*** SOURCE PASSAGE ***

- Other names: Angioma hereditary neurocutaneous, Hemangiomatosis, disseminated, Hereditary neurocutaneous malformation spinal arterial, Venous malformations with cutaneous hemangiomas.
- Specialty: Medical genetics
- Usual onset: Birth
- Causes: Presumed genetic mutation
- Risk factors: Family history
- Frequency: rare
- Deaths: 3

= Hereditary neurocutaneous angioma =

Hereditary neurocutaneous angioma is a rare genetic disorder characterized by the appearance of angiomas on cutaneous and neurological areas of the body in multiple members of a single family.

== Presentation ==

Individuals with this condition typically have angiomatous lesions on the brain, spinal cord, (neuro) and skin (cutaneous). Of these angiomas, those which are present in the central nervous system tend to bleed more easily and often. These lesions typically vary in size, color and shape between people.

== Complications ==

Potential complications that people with this condition have a higher chance of suffering from are cerebral bleeding, arteriovenous malformation-associated seizures, paralysis, gastrointestinal bleeding, and hematuria. In rare cases, premature death might occur.

== Causes ==

No genetic cause for this condition has been identified, although it is known to be hereditary; most cases of hereditary neurocutaneous angioma reported in medical literature consisted of various affected members in multi-generational families.

== Diagnosis ==

A diagnosis can be made by examining family history, symptoms, MRIs, and cerebral angiographies.

== Treatment ==

Hemangiomas can be removed by surgical resection.

*** SOURCE DATA ***

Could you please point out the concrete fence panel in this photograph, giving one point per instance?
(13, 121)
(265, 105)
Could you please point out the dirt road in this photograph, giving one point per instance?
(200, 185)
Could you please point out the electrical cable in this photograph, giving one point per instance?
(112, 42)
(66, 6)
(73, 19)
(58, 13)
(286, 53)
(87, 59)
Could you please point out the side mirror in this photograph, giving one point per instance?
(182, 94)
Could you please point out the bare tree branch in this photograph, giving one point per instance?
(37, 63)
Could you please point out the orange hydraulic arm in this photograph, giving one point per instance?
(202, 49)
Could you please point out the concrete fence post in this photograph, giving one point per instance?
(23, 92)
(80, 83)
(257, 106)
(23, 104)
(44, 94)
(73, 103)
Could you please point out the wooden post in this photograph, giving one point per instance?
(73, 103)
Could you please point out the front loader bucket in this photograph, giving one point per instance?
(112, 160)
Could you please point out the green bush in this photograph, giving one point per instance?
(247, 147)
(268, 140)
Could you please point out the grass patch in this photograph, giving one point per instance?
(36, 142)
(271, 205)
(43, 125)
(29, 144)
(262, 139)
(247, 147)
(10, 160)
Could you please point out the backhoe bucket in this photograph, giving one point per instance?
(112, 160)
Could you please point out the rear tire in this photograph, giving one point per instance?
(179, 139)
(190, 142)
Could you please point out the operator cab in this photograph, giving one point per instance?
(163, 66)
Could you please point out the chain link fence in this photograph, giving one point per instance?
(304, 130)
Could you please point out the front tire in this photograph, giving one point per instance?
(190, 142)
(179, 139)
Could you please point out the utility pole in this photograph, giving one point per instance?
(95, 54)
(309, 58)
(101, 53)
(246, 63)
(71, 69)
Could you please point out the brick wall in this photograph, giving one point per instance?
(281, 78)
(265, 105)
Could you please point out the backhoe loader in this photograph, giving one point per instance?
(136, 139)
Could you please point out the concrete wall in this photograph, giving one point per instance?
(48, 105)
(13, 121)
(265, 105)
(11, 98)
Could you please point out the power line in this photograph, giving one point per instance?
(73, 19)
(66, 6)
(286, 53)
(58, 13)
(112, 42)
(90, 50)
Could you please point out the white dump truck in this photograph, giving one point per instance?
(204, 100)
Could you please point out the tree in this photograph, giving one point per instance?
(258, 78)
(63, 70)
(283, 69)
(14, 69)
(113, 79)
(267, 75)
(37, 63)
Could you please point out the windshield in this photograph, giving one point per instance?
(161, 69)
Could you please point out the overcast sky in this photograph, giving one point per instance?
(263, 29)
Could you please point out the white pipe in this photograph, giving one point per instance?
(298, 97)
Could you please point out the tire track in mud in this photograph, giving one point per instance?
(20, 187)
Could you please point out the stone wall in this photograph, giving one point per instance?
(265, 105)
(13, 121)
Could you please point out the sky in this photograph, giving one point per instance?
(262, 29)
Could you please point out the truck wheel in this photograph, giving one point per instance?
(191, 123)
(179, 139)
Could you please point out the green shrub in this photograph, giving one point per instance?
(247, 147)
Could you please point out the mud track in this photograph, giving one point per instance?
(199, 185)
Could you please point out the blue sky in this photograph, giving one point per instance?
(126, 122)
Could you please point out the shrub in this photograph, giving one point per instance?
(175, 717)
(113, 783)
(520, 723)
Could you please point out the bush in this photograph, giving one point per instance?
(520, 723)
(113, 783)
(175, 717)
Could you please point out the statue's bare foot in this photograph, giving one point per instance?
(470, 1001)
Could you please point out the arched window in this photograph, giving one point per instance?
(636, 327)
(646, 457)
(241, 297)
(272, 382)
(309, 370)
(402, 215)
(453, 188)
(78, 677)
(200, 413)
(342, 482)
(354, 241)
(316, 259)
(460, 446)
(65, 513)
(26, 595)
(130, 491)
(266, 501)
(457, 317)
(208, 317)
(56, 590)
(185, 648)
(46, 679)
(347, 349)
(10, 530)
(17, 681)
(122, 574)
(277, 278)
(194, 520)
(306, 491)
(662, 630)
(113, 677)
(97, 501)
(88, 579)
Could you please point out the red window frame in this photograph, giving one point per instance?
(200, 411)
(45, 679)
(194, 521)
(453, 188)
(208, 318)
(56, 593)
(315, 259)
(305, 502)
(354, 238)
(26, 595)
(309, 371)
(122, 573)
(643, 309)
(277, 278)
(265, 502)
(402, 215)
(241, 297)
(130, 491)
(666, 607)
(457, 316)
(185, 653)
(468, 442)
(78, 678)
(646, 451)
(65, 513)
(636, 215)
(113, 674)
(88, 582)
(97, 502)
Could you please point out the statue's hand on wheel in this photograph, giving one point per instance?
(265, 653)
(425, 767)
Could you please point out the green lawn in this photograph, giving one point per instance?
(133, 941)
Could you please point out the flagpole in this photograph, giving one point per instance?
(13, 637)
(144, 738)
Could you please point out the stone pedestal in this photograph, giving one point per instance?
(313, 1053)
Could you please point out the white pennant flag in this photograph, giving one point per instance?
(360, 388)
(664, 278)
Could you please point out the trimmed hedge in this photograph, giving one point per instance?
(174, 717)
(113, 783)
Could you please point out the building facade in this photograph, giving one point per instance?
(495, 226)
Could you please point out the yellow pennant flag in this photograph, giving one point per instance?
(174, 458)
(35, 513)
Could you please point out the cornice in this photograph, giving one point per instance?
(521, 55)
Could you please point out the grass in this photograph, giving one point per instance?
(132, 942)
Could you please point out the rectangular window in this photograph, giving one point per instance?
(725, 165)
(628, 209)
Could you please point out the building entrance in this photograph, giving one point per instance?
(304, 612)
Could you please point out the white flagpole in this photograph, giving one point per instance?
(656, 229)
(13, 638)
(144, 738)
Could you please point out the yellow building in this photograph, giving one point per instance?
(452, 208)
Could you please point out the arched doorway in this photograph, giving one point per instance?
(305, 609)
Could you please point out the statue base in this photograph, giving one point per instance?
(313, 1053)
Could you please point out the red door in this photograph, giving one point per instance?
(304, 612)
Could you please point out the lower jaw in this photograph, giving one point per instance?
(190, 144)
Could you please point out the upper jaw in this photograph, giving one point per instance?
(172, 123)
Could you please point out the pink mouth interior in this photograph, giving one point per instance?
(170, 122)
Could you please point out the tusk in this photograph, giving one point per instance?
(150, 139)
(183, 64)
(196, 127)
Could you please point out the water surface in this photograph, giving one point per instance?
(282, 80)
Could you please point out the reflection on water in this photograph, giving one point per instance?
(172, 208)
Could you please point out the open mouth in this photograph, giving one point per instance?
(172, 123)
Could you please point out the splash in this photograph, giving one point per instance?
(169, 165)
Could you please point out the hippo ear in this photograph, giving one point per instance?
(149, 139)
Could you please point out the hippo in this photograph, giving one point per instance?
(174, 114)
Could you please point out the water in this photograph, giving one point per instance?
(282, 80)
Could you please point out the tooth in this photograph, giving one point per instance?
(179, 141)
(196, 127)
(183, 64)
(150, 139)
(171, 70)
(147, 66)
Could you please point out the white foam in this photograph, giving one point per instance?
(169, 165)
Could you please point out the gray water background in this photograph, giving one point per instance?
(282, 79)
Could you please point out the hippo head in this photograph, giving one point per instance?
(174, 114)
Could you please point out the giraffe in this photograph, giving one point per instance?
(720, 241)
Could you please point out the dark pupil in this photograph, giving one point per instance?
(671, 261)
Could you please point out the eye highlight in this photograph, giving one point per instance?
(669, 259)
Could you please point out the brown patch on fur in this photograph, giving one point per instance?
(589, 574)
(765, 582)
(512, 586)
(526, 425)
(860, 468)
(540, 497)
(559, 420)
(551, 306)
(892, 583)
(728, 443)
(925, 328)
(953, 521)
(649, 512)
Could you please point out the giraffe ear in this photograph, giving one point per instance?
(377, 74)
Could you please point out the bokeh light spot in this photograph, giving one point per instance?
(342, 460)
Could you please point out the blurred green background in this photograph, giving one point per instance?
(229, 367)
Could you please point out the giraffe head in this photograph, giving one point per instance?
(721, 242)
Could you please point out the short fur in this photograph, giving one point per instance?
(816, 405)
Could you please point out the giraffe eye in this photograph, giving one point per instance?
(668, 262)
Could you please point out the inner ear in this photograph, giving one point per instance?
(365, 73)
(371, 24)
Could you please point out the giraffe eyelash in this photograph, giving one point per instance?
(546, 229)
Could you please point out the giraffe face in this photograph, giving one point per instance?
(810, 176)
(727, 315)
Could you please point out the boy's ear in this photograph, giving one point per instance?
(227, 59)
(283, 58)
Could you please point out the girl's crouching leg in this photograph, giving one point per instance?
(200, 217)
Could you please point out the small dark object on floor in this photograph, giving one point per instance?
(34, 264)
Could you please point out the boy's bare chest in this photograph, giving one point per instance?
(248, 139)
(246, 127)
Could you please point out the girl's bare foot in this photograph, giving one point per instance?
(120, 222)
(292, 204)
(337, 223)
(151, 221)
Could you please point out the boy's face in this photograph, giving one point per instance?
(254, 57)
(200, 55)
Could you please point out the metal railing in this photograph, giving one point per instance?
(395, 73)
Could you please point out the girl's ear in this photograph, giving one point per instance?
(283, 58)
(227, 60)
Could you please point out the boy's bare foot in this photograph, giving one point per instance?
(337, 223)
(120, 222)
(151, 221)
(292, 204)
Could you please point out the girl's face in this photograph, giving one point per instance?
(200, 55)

***

▶ [ASSIGNED TASK] Please rewrite the paragraph in the hereditary neurocutaneous angioma text that begins "Potential complications that people" as a brief list, keeping its main facts.

▶ [COMPLETED TASK]
People with this condition have a higher chance of these complications:
- cerebral bleeding
- arteriovenous malformation-associated seizures
- paralysis
- gastrointestinal bleeding
- hematuria
- premature death (rare)